* Exercise goal: Find each line in the listing below that contains the string "desk" and copy those lines. Treat uppercase and lowercase as different.

[Point annotations for photos]
[START]
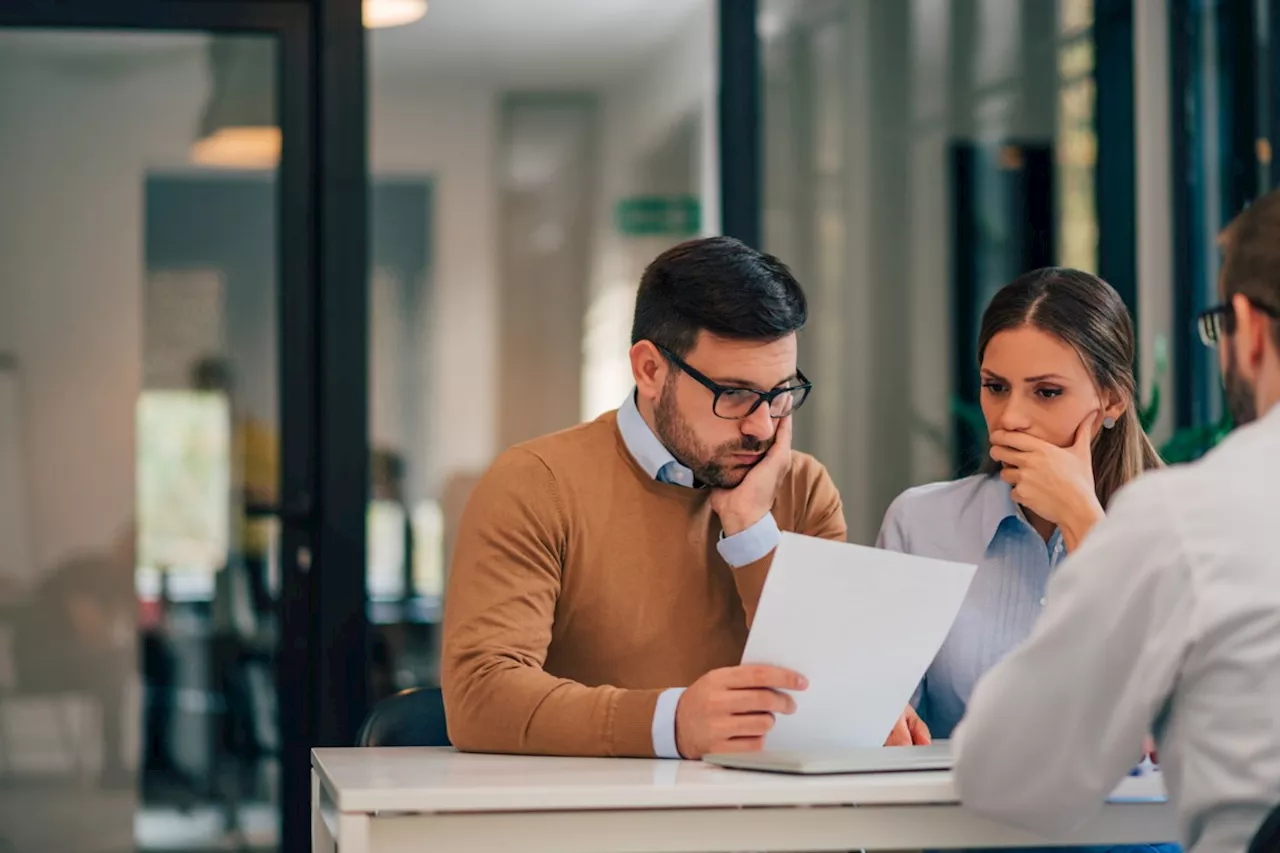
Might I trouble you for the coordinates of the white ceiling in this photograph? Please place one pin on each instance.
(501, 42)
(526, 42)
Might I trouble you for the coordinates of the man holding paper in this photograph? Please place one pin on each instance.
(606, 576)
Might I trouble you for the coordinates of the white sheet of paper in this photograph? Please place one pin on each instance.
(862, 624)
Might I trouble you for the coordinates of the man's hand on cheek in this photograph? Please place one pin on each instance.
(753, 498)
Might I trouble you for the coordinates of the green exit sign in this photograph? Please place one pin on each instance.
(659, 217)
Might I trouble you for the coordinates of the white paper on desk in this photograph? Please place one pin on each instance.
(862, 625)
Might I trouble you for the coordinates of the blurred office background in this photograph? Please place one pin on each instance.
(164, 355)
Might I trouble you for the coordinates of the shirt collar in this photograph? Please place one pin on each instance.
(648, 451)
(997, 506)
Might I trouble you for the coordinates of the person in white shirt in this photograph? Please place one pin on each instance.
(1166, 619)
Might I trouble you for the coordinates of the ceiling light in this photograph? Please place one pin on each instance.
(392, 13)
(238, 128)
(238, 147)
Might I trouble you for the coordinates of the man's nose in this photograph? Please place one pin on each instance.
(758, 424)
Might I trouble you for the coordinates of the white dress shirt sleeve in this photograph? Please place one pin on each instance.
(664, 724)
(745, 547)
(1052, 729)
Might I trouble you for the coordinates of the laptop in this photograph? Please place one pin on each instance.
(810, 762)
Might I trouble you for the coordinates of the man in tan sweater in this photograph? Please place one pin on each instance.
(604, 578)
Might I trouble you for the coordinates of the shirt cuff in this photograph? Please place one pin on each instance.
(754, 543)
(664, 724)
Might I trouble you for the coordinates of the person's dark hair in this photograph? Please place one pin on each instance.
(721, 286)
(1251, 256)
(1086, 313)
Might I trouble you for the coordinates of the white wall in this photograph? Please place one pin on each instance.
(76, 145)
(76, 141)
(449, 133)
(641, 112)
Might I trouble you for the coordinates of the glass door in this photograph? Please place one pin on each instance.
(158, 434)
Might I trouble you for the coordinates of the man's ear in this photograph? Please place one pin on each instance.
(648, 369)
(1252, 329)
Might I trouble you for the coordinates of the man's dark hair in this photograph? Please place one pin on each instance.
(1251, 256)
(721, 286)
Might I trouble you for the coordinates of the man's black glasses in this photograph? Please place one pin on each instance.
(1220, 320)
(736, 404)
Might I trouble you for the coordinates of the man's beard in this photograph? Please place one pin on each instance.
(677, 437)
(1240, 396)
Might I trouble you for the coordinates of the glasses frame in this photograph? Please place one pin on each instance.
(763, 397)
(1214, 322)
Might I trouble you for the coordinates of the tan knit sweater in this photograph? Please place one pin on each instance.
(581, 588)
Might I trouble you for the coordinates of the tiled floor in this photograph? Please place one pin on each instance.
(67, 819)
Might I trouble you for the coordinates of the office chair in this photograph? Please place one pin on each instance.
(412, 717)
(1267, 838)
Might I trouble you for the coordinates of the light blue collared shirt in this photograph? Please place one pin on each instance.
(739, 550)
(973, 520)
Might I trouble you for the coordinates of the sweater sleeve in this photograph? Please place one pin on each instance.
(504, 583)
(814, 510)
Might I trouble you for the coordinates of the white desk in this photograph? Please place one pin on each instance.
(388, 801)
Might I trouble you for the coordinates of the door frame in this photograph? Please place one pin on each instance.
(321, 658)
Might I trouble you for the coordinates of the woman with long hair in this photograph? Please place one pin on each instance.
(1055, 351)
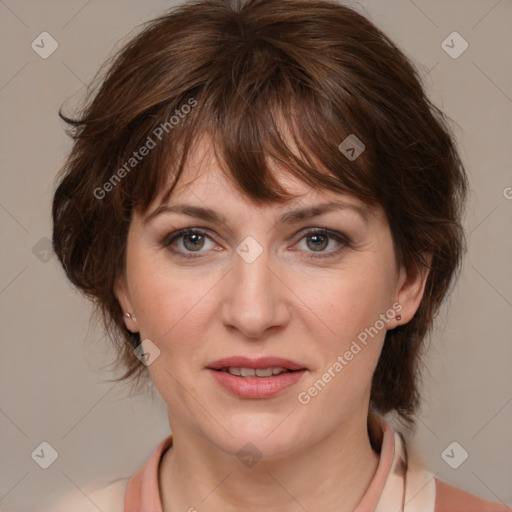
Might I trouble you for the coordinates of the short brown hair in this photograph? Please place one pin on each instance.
[END]
[START]
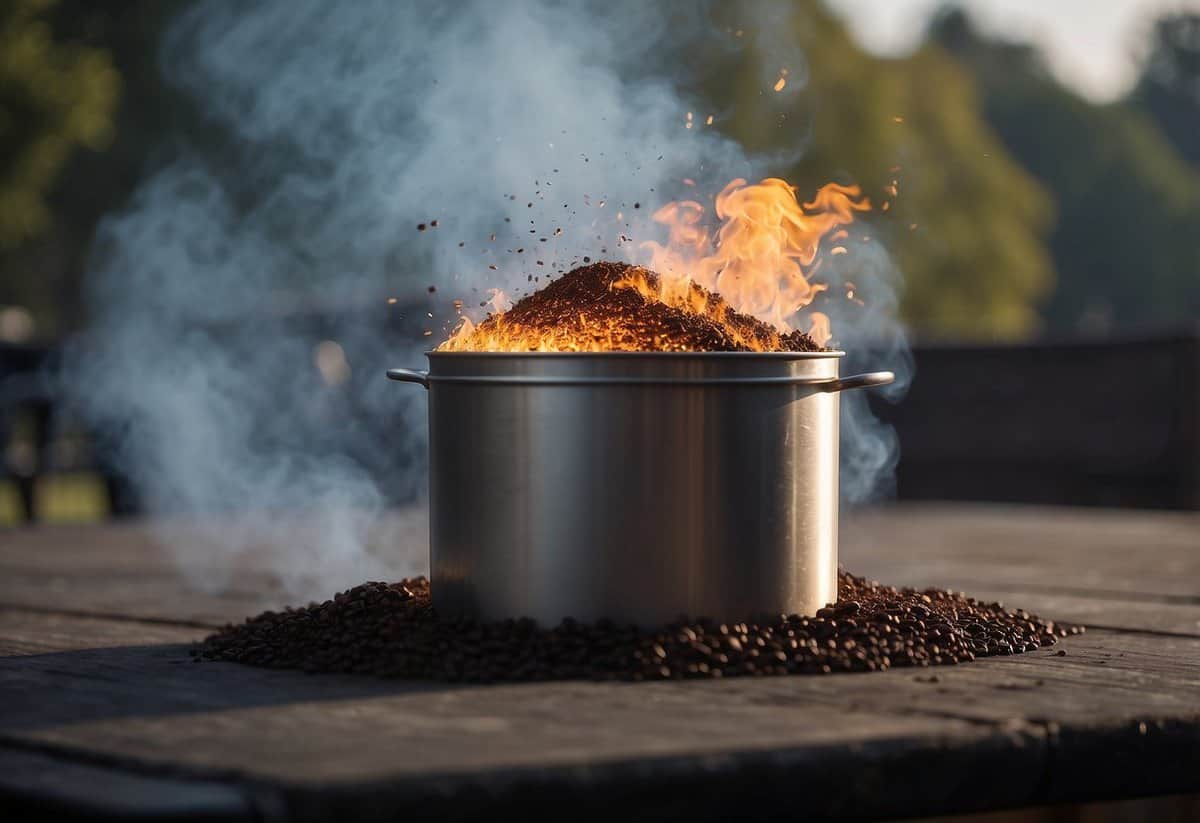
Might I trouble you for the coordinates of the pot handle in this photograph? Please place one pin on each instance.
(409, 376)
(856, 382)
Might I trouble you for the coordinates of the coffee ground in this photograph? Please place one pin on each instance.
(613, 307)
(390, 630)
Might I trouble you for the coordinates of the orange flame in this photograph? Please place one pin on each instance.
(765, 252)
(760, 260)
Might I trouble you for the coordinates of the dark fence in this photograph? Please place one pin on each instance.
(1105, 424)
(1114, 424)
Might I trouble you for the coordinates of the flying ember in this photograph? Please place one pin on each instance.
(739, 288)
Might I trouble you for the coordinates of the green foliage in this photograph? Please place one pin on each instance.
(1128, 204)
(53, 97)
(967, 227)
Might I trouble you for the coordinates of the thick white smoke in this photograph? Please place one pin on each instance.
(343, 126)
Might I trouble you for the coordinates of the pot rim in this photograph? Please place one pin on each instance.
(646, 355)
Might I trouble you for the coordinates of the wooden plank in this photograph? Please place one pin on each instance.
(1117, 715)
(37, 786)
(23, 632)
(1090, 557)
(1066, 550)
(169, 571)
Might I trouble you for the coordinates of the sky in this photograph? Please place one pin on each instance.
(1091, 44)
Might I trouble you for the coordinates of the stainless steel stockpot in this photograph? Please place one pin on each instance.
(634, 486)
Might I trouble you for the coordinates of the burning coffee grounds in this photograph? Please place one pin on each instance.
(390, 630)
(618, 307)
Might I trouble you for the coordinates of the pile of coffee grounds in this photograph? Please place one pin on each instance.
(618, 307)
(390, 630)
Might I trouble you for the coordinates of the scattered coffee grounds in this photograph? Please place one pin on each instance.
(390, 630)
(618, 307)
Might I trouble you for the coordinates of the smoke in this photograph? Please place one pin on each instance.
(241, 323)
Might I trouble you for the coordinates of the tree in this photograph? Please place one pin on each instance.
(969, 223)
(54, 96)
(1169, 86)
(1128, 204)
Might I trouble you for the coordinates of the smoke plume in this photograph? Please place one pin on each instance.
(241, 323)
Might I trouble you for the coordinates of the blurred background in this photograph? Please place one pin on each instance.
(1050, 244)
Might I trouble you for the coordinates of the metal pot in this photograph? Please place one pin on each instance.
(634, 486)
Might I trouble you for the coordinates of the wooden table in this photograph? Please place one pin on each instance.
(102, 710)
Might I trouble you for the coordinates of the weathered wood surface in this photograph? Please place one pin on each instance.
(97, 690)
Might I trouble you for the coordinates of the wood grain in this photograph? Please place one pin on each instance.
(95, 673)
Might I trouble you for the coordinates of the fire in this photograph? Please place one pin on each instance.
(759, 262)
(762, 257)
[END]
* Task output:
Might I trouble you for the coordinates of the white paper on desk in this photograph? Please place one pin on each instance.
Might I trouble you for the coordinates of the white desk in this photograph? Please place one pin on each instance.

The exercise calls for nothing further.